▸ WORK TASK A
For the passage on solipsism and materialism below, state whether each statement agrees with it: (i) the book Naive Metaphysics appeared in 1994; (ii) the writer claims a conclusive proof against materialism; (iii) the writer says materialism has existed for 2,500 years. Answer yes or no for each and quote the deciding words.
▸ WORK TASK B
In the passage on solipsism and materialism below, what is attached to each arrow in the variant of archery?
▸ WORK TASK C
Carry on the passage on solipsism and materialism below, beginning after its last sentence.

▸ DOCUMENT PASSAGE
--- START ---
Then what about the world? How can I be so sure that the world would still exist if I had not existed?
As I once argued (in my book Naive Metaphysics: A theory of subjective and objective worlds, 1994) the view that the world would not exist if I did not, or ‘solipsism’ to give its popular name, runs into serious difficulties with the concept of truth. I become the sole arbiter of what is true or false and my judgement always goes. If I change my mind about any topic I was right to change my mind, and if I change my mind again I was right to change my mind again. Without a world there is no external standard, nothing to relate my judgements to except my other judgements. The world becomes my private dream.
As an illustration of this point, imagine a variant of the game of archery, where each arrow has a little target attached to the arrow head. Then you can never fail to hit ‘the target’. Wherever the arrow lands, you score a bull’s-eye every time!
So what? What does that prove? Absolutely nothing. One of the fundamental errors made by academic philosophers is believing that logic, or ‘discursive reason’ can establish firm conclusions on the ultimate questions of philosophy. It would be perfectly possible to argue, on the basis of the theory of materialism — which is not a new theory but has been around for 2,500 years — that my statement, ‘I might not have existed but someone exactly like me might have existed in my place’ is exactly what a material being would say and believe, on the basis of a ‘necessary illusion’ generated by the nature of consciousness. The only problem is that the theory of materialism is itself unproved and unprovable. And also, in my opinion, absurd.
In my latest YouTube video, Descartes and the soul I go so far as to describe materialists as ‘cretins’ and I stand by that judgement. Maybe, as Gaming Junkie suggests, they are in fact zombies. I could believe that. But a knock-down, conclusive proof I have not. If you look at the literature on philosophy in the analytic tradition you will find reams of articles on various thought experiments that philosophers have explored such as Frank Jackson’s ‘Mary the super-scientist’ or John Searle’s ‘Chinese Room’, with utterly inconclusive results. Believe what you want to believe.
We don’t know what consciousness is. We think we do. We think we have the human mind more or less taped. As I argue in my video, knowing the functions of the mental isn’t knowing what it is any more than knowing that a car can turn right or left, or go 100 miles in one hour, or has lights that you can switch on in the dark, tells you what a car is.
--- END ---
[Saved entries]
--- START ---
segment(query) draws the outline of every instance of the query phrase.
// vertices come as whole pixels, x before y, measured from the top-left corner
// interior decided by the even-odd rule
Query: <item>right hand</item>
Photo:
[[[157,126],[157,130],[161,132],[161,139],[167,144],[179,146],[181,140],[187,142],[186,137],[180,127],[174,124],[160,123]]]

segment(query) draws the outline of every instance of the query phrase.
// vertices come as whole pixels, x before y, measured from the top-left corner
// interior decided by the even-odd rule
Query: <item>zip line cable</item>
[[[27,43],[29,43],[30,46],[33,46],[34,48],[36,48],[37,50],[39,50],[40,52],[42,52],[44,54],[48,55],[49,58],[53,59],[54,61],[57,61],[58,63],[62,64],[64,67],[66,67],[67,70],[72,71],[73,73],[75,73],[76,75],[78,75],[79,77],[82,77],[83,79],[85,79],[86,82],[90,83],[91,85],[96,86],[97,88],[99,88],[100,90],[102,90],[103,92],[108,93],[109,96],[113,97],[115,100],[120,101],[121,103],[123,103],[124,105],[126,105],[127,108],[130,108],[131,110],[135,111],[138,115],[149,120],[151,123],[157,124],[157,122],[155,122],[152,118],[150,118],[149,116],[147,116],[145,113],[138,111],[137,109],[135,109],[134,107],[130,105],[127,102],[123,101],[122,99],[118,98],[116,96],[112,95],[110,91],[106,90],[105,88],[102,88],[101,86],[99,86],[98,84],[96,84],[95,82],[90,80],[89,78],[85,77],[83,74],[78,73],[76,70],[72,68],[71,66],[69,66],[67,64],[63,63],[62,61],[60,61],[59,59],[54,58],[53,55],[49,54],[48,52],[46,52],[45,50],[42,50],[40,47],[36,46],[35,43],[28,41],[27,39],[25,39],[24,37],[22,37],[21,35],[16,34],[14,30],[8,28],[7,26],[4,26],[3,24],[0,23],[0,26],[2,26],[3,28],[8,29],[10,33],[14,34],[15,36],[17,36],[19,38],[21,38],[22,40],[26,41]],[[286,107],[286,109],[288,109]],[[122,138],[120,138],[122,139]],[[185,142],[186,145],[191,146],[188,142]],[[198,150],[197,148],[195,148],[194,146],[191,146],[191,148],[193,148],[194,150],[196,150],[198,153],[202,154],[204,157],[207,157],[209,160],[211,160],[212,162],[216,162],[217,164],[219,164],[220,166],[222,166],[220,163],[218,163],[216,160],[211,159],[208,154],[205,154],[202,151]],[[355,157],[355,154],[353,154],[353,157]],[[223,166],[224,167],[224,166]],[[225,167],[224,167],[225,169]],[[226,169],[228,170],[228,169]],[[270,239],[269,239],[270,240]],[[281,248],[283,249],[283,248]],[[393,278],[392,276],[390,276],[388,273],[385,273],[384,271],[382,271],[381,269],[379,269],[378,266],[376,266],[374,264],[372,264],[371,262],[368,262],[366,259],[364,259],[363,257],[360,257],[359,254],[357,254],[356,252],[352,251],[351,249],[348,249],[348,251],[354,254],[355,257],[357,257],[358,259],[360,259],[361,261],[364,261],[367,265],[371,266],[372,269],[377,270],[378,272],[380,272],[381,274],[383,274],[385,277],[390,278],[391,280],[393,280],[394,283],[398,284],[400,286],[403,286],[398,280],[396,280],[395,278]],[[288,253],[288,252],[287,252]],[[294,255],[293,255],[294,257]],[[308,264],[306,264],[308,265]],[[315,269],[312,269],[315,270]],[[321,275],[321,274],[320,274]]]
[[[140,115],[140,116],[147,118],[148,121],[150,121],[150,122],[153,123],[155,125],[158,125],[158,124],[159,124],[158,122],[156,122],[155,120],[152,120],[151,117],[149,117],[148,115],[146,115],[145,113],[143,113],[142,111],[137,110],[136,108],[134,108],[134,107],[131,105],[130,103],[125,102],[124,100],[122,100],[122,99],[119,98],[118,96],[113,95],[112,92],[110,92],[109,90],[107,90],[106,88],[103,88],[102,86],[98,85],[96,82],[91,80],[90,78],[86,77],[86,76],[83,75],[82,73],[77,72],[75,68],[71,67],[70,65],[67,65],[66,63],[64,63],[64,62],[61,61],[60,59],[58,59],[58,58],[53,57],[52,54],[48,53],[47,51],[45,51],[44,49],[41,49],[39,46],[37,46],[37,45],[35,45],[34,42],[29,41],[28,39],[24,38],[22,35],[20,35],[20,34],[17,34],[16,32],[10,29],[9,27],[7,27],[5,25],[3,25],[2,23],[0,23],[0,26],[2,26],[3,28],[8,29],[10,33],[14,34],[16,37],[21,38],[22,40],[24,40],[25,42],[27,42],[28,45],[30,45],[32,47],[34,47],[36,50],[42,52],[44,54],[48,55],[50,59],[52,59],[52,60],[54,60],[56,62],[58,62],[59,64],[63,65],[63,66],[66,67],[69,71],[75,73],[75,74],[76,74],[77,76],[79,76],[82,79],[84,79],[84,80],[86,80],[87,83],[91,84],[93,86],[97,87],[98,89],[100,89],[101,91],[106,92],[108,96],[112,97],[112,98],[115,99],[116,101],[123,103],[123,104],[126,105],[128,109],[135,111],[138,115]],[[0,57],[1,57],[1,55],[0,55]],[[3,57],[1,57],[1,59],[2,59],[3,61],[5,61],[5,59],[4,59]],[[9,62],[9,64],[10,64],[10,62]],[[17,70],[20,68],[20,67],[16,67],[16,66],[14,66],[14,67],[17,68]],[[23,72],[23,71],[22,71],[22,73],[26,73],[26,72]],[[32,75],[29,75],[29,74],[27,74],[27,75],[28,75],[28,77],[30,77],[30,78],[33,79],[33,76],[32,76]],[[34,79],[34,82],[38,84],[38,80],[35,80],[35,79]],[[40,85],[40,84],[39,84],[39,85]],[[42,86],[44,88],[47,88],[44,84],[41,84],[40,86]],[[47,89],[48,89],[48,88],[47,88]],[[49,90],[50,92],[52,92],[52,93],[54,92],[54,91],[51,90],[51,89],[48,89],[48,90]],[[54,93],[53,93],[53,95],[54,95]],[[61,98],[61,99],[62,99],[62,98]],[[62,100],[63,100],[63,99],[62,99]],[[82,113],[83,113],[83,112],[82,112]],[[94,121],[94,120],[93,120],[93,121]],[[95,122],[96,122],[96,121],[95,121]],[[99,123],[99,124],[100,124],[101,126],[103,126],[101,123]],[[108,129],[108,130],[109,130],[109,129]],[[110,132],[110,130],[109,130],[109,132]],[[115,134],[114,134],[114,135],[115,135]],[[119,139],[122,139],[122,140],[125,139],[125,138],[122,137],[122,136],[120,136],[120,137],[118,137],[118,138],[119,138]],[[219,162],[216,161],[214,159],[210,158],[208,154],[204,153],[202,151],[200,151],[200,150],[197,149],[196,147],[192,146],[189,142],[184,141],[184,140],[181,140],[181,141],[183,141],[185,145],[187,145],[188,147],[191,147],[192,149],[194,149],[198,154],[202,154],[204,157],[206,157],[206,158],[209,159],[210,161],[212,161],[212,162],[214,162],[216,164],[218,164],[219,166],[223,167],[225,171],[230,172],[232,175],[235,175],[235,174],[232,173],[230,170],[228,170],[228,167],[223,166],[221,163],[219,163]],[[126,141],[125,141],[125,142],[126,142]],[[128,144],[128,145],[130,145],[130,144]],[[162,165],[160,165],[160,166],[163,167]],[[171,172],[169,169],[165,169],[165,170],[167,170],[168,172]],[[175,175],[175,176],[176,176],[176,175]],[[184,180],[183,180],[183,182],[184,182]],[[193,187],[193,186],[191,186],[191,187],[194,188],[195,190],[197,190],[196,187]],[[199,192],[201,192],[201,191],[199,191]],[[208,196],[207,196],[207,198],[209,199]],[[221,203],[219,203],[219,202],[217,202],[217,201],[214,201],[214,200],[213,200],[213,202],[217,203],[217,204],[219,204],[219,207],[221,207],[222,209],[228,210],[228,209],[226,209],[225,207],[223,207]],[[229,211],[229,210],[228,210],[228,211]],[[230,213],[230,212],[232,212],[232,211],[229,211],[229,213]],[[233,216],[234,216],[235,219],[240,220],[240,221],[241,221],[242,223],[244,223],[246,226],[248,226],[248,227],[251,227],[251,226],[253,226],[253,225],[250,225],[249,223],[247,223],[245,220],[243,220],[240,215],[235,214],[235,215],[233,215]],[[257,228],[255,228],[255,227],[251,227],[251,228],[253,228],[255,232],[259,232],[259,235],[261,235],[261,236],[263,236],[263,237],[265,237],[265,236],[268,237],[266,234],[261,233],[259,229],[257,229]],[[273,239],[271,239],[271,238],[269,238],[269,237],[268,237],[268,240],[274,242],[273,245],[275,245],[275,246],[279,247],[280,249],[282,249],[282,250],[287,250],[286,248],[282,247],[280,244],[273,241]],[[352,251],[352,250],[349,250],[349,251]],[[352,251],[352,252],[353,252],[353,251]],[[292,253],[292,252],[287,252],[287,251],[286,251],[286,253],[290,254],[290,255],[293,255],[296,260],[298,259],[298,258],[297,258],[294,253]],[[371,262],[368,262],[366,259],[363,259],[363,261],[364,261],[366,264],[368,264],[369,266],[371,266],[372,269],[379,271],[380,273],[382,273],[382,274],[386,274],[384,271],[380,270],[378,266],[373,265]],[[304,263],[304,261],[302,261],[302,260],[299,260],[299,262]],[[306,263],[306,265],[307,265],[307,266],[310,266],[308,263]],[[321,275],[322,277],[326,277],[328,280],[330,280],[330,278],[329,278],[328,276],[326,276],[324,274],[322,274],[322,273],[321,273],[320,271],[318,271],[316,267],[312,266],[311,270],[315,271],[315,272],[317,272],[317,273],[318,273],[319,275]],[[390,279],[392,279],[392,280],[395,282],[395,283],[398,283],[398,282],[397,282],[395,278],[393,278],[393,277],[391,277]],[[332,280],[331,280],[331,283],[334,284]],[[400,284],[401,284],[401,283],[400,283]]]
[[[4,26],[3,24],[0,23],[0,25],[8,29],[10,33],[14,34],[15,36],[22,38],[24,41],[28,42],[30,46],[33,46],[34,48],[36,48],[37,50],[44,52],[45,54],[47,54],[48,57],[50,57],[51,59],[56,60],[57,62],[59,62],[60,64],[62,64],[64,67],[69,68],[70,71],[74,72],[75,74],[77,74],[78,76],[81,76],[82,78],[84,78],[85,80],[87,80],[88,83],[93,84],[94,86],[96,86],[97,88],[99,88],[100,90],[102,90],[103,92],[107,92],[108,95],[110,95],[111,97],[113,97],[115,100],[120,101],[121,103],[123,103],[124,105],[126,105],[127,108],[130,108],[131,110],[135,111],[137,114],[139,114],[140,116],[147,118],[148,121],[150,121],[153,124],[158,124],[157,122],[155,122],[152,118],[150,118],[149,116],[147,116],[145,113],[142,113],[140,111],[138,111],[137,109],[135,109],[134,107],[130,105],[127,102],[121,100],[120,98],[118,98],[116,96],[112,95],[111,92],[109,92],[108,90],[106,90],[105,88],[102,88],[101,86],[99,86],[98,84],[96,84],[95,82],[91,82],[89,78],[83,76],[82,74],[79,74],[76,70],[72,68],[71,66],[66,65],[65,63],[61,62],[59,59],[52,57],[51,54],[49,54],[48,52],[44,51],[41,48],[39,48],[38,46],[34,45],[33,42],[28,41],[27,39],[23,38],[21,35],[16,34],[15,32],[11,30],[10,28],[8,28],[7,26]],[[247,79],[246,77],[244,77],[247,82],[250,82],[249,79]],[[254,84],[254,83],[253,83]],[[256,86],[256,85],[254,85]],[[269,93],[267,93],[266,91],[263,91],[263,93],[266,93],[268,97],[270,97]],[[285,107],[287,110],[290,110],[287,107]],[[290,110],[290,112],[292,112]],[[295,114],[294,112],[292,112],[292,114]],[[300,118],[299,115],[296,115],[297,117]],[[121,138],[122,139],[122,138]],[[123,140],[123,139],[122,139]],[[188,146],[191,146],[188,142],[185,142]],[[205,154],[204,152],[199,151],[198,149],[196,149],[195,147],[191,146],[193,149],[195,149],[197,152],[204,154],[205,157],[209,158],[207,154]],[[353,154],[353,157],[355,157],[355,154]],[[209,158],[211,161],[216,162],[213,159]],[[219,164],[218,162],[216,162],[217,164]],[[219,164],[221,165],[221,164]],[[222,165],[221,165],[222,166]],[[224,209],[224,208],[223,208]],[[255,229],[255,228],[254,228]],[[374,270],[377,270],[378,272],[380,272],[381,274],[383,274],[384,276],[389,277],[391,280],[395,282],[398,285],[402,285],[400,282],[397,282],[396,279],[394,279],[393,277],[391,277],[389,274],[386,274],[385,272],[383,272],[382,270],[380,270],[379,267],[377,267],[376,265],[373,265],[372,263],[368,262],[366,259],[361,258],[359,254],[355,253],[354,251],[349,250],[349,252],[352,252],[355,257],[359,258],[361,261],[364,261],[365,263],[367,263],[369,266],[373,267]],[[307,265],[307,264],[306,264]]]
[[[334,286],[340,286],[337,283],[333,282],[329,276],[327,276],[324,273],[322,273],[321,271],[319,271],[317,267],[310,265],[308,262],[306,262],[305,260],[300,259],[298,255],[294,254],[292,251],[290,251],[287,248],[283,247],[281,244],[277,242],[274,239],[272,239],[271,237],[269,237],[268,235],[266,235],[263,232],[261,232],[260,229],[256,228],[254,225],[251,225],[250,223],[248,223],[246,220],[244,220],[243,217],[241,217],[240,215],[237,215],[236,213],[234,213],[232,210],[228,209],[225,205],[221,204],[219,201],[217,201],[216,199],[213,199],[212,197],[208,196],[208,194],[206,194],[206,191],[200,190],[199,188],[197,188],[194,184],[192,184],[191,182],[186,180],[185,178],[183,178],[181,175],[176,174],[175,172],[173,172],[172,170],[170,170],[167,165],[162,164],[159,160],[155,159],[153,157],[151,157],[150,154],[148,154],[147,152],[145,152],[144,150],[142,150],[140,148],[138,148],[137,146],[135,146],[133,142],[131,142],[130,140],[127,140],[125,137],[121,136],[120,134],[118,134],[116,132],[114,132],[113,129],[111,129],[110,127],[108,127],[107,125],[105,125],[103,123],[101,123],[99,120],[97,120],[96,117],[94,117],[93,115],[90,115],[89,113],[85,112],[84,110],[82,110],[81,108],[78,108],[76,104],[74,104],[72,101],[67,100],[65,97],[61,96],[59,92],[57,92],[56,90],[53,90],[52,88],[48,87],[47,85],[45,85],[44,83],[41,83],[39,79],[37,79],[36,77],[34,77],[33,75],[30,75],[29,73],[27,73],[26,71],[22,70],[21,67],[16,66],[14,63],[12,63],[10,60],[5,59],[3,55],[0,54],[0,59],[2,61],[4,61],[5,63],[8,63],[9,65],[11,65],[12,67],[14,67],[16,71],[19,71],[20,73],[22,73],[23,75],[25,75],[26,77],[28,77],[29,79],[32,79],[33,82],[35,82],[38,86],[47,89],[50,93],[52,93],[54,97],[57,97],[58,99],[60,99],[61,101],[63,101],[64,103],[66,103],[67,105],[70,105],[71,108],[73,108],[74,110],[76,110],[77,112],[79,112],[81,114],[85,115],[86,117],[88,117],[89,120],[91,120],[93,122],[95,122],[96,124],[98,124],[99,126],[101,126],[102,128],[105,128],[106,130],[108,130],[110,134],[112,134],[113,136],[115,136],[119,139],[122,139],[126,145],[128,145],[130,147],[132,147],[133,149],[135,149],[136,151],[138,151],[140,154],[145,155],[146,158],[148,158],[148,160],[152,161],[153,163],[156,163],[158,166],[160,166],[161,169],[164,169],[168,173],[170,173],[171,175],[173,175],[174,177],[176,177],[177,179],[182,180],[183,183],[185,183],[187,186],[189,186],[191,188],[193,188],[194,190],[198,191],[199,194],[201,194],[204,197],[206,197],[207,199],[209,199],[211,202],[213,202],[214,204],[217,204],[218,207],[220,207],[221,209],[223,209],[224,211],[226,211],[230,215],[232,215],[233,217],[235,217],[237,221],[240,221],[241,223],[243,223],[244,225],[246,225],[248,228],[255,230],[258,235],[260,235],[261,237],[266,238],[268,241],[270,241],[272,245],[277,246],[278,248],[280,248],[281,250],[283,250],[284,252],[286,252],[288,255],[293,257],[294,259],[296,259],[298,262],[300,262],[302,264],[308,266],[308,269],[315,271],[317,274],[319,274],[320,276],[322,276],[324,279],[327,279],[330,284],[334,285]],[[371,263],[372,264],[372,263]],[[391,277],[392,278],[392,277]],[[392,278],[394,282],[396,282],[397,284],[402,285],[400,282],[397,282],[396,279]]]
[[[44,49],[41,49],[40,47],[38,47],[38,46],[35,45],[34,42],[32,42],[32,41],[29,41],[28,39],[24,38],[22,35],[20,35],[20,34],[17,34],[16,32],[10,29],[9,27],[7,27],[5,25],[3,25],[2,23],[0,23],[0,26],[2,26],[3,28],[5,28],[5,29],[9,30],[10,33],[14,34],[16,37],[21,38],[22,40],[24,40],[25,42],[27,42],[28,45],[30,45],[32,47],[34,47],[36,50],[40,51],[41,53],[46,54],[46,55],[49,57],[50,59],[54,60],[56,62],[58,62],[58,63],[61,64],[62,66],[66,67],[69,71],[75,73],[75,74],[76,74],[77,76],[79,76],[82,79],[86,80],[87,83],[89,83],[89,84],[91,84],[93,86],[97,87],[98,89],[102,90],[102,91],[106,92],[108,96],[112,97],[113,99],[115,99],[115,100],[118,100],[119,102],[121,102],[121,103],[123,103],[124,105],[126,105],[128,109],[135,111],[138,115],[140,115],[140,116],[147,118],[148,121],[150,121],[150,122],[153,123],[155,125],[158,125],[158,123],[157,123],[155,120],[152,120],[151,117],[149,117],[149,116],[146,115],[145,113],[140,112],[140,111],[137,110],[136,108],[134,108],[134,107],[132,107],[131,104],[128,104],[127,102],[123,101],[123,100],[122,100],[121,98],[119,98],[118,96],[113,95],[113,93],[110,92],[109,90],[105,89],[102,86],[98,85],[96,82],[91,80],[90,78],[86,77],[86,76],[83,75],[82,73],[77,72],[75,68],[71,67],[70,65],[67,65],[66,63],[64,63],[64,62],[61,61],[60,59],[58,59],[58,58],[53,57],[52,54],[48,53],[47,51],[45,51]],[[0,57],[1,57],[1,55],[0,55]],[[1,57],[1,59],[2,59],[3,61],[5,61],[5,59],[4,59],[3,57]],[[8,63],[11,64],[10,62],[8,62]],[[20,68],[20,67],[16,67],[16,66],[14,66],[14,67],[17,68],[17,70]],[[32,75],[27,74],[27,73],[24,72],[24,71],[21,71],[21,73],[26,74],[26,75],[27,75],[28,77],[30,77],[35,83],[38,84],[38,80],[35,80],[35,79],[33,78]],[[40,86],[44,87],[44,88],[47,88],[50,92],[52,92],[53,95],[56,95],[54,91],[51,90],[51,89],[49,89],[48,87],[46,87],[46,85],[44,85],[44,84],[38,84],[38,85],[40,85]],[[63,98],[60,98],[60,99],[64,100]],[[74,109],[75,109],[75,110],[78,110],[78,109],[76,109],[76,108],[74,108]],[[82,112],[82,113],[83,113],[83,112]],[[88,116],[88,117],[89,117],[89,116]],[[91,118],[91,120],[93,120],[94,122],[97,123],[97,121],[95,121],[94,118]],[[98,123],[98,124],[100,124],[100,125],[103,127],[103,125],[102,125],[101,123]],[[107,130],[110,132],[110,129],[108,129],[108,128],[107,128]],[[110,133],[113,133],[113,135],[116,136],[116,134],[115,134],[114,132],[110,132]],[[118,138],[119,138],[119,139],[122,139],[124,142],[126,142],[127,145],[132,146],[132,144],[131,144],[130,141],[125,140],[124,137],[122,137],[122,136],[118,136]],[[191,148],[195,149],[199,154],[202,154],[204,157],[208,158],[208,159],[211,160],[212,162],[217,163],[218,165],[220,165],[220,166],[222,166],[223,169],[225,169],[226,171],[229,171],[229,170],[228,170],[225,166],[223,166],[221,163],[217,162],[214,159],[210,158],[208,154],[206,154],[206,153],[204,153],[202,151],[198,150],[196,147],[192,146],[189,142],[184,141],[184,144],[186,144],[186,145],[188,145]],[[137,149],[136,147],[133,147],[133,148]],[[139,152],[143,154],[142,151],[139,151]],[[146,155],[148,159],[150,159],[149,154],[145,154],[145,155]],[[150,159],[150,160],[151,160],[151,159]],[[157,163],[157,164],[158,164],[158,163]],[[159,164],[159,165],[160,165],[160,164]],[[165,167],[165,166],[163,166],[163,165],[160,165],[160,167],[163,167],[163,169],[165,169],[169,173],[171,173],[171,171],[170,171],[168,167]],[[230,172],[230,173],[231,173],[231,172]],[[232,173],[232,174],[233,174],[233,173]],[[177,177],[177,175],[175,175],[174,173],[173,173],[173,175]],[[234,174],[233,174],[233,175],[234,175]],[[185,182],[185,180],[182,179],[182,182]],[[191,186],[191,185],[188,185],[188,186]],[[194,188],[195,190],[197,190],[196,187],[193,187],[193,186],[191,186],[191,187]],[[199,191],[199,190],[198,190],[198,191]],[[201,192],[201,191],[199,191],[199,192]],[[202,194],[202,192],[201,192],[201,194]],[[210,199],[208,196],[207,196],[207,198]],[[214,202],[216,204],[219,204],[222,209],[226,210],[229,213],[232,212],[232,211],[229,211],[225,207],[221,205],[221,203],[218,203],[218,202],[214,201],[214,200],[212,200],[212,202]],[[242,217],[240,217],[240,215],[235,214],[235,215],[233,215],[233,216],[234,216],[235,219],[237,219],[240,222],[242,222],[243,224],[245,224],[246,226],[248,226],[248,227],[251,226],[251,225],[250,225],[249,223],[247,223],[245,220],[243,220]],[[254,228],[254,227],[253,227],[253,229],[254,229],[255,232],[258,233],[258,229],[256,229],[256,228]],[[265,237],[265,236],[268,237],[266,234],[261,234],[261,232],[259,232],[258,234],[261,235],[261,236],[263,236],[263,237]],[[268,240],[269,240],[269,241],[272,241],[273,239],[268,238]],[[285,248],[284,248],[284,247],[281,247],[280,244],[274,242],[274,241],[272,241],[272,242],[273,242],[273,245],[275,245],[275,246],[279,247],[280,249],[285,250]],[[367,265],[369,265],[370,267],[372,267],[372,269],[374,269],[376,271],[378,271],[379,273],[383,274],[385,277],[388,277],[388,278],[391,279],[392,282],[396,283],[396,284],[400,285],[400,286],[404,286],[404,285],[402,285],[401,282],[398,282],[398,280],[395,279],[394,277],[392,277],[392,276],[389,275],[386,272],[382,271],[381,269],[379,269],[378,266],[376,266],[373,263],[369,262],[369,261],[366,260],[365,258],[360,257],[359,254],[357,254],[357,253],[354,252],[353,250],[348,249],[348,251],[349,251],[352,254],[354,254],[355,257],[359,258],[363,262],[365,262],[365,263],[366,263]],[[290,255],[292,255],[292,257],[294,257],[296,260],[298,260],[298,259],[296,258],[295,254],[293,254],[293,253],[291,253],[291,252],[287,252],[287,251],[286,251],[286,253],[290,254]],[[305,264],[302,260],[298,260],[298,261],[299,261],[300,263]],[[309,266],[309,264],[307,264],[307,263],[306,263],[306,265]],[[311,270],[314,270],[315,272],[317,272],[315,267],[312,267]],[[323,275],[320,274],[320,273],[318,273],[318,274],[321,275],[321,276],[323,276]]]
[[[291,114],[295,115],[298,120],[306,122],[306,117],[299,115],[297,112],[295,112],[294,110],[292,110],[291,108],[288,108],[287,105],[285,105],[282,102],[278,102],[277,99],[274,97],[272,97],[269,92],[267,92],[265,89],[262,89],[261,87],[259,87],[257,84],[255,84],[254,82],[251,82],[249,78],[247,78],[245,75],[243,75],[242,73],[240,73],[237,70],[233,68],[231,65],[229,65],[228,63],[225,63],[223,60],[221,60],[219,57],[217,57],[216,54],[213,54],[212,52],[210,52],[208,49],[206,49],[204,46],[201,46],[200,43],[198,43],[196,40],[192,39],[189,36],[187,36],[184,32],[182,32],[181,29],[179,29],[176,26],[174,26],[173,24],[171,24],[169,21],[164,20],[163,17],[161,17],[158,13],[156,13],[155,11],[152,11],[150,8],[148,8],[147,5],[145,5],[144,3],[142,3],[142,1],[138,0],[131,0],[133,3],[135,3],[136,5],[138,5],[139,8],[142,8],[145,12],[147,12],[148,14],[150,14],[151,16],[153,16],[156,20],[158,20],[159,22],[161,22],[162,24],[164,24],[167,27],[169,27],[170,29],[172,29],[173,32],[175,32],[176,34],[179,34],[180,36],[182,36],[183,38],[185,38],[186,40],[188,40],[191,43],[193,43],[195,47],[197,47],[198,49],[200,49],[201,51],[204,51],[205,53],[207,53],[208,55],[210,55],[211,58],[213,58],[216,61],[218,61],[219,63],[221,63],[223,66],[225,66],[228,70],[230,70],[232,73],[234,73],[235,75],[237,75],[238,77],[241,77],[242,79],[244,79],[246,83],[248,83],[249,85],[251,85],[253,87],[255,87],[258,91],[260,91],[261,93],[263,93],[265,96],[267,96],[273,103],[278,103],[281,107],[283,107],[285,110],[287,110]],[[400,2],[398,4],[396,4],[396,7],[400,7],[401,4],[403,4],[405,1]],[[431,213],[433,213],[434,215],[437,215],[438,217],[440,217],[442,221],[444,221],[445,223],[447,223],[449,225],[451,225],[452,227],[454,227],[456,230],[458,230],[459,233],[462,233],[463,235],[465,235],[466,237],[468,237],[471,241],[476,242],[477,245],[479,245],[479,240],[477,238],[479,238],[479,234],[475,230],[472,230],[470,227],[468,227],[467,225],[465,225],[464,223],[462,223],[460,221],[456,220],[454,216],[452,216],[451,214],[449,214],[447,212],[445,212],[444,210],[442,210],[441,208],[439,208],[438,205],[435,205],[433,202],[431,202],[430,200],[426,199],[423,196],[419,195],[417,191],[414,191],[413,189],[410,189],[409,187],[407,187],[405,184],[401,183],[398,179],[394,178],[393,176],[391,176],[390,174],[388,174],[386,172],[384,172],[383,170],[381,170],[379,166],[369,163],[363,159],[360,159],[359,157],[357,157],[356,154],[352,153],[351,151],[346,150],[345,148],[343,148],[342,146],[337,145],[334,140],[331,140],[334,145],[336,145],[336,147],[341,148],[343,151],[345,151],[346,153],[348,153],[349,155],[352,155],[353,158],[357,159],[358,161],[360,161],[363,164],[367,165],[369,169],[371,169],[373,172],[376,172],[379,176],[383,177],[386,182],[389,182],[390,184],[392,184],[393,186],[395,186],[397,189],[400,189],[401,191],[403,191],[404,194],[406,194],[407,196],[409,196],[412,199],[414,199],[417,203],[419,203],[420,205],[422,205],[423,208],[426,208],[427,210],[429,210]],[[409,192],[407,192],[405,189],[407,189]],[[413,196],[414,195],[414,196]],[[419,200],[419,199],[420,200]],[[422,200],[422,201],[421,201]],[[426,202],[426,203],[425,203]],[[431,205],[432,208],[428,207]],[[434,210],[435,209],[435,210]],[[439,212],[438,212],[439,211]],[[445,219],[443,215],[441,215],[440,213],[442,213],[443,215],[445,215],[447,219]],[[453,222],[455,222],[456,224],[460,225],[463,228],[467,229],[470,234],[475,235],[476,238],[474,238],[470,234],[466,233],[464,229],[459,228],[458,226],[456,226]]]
--- END ---
▸ WRITTEN RESPONSE A
(i) Yes: "Naive Metaphysics: A theory of subjective and objective worlds, 1994"
(ii) No: "But a knock-down, conclusive proof I have not."
(iii) Yes: "which is not a new theory but has been around for 2,500 years"

▸ WRITTEN RESPONSE B
A little target is attached to the arrow head.

▸ WRITTEN RESPONSE C
Something that looks, talks and walks like a duck can still be a fake duck. When so much is uncertain, we have to hold fast to what we know to be undeniable. I know that I exist, or, at least, that I exist now, at this very moment. And you know the same about you. What follows from that, no-one can know for sure.
“Then it brings me to the idea that if I didn’t exist (or when I’ll cease to exist when I die), my entire perception of the world will cease to exist too. Then it will be as if the world didn’t exist at all, at least from my own point of view (which will be no more!). The/ my entire world will just cease to exist. The real world might as well cease to exist too. This really makes my brain hurt.”
I think that it is true that if you do not exist then the world you perceive and experience will also not exist. But the Kantian ‘thing in itself’ which you are perceiving as your world, will still exist because ‘thing in itself’ or ‘reality in itself’ exists independently of human perception.
What exists and its appearance are two different things and can never be the same.
“Something that looks, talks and walks like a duck can still be a fake duck.”
True. Something that looks, talks and walks like a duck can still be not a duck.
I find you to be wise, mature and deep Dr.Geoffrey Klempner.
“My question actually is: Are there any philosophers who wrote about this?”
Dear Cassandra,
Read Kant and also Schopenhauer. These two philosophers You may find interesting for this question.